> **Extract provided**:
>>
"I belong to my beloved, and his desire is for me." (Song of Songs 7:10)
The beloved continues his praise of the bride: how beautiful your sandalled feet! Your graceful legs are like jewels. Your navel is a rounded goblet that never lacks blended wine. Your waist is a mound of wheat encircled by lilies. Your two breasts are like two fawns. Your neck is like an ivory tower. Your head crowns you like Mount Carmel. Your hair is like royal tapestry. How beautiful you are and how pleasing, my love, with your delights. I said: I will climb the palm tree; I will take hold of its fruit. Then the bride speaks her own belonging: I belong to my beloved, and his desire is for me. Come, my beloved, let us go to the countryside, let us spend the night in the villages. Let us go early to the vineyards to see if the vines have budded. There I will give you my love.
The Catechism identifies his desire is for me as the reversal of the curse of Genesis 3:16, where desire becomes distorted by sin - in the Song, desire is restored to its proper shape as mutual gift (CCC 1607).
<<
> **Your tasks**:
1. According to the passage on Song of Songs 7:10, what does the Catechism identify the words "his desire is for me" as?
2. Extend the passage on Song of Songs 7:10 beyond its final sentence.
The records bear no relation to the passage on Song of Songs 7:10.

> **Material supplied**:
>>
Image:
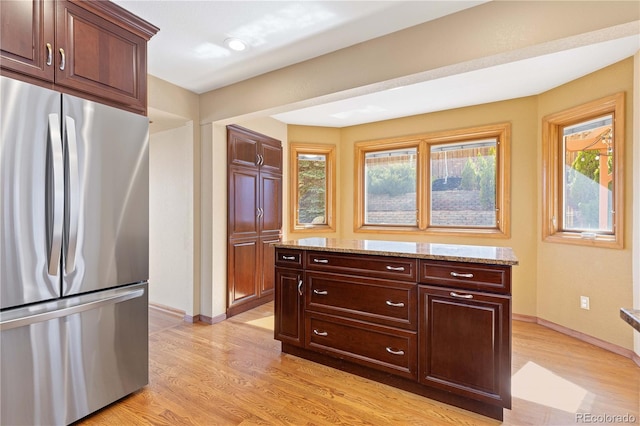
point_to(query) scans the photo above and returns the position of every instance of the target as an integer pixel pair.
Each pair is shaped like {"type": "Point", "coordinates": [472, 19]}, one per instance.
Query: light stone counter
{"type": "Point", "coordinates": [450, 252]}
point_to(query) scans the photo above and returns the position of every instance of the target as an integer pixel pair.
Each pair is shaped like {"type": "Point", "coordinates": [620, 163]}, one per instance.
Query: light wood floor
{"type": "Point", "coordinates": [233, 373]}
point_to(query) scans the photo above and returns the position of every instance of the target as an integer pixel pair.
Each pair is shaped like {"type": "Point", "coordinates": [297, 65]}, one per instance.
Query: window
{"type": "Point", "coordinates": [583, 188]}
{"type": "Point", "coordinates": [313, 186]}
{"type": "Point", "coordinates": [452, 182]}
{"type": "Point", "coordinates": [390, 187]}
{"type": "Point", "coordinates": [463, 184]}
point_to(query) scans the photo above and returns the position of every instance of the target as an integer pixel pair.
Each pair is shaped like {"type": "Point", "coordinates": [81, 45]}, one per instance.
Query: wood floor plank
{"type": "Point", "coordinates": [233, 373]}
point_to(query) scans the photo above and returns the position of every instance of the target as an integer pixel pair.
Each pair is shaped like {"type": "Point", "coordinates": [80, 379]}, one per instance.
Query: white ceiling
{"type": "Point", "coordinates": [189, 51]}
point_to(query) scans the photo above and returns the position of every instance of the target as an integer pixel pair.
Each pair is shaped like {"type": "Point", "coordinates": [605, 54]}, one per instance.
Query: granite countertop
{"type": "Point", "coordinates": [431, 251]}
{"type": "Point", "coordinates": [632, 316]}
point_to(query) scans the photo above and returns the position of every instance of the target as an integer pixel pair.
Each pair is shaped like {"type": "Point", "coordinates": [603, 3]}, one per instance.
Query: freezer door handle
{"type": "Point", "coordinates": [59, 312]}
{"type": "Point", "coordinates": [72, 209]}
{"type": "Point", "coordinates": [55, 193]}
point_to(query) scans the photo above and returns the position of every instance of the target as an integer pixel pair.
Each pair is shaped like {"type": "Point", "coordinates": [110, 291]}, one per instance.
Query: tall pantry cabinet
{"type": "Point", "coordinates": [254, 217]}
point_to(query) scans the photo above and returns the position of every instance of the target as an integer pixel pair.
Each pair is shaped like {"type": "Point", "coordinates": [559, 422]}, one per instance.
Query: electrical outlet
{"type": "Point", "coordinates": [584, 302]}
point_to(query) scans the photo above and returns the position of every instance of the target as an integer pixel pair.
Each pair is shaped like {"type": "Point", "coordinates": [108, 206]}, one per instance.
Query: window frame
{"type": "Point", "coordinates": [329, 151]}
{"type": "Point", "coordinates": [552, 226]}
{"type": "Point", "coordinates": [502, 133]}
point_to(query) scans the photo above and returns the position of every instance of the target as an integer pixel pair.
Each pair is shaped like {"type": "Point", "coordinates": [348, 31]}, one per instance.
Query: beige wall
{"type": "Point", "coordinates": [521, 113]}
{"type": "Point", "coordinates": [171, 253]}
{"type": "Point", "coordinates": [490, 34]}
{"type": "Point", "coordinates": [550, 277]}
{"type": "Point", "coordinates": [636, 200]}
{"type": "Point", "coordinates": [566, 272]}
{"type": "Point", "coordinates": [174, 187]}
<<
>>
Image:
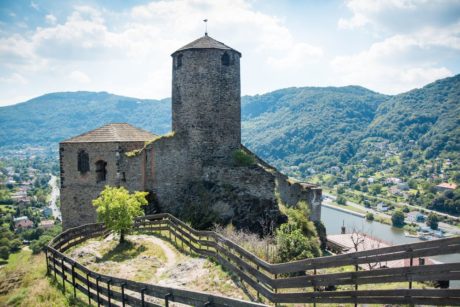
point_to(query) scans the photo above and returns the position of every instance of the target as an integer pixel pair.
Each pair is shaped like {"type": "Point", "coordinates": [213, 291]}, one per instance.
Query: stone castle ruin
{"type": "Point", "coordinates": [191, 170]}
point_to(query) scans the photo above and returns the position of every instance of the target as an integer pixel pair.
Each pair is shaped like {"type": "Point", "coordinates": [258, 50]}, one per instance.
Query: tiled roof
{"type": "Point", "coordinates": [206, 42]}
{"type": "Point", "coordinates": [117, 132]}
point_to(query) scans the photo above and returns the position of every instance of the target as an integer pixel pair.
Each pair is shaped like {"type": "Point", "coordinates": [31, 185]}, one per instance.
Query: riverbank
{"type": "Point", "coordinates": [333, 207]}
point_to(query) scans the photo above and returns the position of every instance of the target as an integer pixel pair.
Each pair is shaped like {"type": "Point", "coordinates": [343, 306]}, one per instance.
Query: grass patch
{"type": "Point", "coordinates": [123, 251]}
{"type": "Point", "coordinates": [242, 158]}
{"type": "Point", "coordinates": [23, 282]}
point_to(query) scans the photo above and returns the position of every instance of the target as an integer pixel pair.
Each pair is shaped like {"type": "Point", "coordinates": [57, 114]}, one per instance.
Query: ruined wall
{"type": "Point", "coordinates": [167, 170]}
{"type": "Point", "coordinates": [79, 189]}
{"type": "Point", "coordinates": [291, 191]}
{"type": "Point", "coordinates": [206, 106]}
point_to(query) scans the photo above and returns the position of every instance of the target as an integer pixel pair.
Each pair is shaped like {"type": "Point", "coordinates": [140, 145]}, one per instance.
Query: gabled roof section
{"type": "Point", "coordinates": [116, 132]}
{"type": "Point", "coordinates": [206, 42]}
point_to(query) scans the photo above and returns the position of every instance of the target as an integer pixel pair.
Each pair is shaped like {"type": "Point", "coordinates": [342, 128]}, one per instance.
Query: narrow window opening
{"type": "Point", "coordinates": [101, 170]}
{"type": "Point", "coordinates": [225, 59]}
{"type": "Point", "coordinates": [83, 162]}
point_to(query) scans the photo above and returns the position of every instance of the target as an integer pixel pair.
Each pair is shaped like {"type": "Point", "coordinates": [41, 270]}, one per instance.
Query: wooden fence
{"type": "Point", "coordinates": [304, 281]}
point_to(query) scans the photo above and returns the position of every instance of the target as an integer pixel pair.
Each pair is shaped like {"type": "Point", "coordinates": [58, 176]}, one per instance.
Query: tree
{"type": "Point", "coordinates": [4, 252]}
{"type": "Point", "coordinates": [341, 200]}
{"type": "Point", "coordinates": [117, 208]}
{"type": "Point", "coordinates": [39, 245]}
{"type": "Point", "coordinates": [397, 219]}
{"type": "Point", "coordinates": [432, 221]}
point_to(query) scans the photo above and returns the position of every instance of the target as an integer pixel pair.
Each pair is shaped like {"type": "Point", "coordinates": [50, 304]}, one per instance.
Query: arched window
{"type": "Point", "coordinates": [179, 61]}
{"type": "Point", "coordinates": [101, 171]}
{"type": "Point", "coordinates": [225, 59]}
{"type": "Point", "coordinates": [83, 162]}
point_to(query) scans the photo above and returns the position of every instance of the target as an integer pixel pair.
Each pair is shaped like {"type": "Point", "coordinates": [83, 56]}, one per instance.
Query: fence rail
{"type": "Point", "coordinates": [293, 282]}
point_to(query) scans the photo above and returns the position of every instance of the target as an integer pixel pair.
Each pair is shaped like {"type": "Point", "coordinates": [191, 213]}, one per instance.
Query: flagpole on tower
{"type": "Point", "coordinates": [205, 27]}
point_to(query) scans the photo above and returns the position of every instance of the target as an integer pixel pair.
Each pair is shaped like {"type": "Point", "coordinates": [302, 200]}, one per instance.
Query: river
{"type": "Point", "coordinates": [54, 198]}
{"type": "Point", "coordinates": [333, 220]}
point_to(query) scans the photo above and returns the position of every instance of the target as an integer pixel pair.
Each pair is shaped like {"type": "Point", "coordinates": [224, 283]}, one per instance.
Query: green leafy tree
<<
>>
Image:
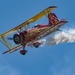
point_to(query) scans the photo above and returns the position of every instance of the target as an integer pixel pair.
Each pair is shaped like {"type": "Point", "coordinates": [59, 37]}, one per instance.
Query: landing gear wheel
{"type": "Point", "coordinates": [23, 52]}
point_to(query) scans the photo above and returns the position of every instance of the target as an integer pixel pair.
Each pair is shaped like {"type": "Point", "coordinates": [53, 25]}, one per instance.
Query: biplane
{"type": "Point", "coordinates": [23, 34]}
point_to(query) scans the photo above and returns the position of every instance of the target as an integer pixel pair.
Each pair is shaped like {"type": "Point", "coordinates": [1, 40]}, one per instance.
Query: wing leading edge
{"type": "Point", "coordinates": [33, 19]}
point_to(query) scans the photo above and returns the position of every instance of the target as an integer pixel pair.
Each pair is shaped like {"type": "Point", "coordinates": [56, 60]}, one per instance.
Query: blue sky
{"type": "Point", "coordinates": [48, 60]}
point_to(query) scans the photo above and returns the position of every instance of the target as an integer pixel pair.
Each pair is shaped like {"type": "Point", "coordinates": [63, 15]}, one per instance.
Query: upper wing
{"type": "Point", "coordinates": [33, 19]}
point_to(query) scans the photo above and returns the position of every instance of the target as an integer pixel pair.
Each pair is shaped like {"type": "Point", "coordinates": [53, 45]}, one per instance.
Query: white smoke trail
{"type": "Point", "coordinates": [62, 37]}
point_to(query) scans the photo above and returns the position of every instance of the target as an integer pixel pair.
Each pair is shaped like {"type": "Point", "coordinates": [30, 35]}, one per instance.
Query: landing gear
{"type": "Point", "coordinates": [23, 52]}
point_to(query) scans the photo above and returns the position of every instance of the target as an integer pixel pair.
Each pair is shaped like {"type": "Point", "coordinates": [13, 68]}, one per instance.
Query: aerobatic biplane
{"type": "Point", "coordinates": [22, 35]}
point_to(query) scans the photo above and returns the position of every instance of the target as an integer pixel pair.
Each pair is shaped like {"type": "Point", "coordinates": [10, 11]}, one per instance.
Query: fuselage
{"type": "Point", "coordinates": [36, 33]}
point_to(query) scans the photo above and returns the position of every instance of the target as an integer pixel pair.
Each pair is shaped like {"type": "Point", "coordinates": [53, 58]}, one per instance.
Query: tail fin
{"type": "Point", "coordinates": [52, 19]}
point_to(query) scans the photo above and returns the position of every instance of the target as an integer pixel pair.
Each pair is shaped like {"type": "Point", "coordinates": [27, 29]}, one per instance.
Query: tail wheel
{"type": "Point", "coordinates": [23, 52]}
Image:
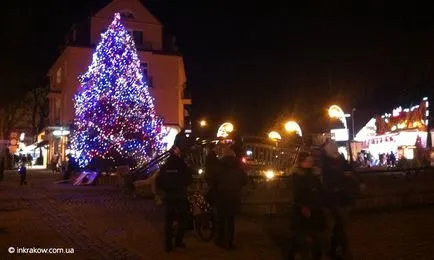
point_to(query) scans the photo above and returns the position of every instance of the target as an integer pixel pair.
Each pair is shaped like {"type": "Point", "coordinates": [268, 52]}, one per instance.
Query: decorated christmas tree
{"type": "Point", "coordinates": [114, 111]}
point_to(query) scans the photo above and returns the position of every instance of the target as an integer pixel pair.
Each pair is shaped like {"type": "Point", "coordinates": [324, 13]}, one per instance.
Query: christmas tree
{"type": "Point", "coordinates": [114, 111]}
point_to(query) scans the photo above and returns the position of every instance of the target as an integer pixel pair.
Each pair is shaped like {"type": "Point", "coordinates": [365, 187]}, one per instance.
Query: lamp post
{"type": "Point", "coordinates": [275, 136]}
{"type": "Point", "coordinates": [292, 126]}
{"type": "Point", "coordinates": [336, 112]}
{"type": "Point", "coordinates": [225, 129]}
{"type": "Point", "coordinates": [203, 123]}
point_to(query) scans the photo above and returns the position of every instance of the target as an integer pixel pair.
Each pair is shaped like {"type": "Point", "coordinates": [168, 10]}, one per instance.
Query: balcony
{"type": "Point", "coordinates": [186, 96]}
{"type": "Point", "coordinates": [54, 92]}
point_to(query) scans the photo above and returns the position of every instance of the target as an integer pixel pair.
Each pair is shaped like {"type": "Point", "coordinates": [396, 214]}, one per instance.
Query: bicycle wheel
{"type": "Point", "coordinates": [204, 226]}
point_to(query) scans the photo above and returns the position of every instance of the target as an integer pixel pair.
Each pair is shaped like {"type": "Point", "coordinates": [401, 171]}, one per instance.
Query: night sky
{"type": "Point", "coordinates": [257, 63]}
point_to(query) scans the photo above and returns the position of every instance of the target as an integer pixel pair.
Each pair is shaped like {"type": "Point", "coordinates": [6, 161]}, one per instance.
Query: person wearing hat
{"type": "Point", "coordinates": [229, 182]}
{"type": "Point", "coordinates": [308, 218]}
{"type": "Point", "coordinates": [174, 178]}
<<
> **Answers**:
1. The Catechism identifies them as the reversal of the curse of Genesis 3:16.

2.
Brothers and sisters, I belong to my beloved and his desire is for me. The deepest human longing is to be genuinely desired by the one you belong to. The Gospel declares this about God: he desires you. His desire is not distorted by possessiveness or domination but is the pure creative desire that called you into being and the redemptive desire that pursued you when you wandered. You are desired.
Lord God, your desire is for us. We belong to you. Let us live in the security of being genuinely desired by the one we belong to. Through Christ our Lord. Amen.